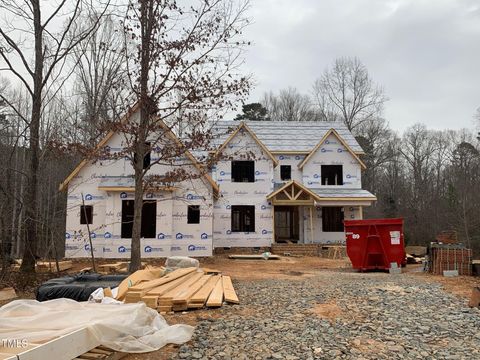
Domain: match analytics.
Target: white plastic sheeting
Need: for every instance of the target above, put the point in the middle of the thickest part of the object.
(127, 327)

##########

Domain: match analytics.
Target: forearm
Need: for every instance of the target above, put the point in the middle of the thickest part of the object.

##########

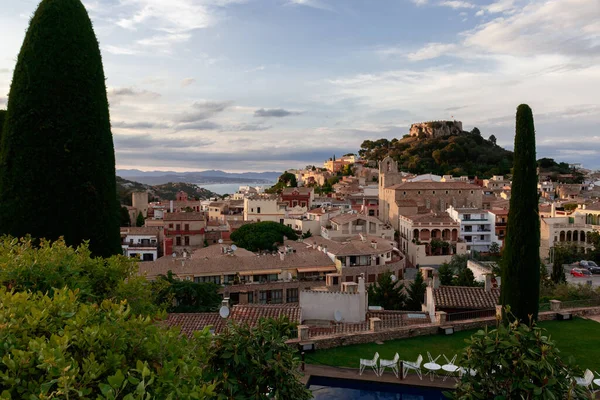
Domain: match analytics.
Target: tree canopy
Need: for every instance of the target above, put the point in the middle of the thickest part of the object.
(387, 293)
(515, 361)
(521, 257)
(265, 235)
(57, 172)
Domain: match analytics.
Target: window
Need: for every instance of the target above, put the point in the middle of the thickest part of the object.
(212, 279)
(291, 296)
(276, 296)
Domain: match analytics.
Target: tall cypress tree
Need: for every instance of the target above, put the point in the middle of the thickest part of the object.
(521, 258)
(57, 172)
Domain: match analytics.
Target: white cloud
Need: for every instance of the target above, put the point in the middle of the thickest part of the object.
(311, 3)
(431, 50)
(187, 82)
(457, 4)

##########

* _Exercise directions_: Count the lines in the material above that contain the string "tree", treating uppercase and lowercase as different. Reply with only the number.

* _Output_: 2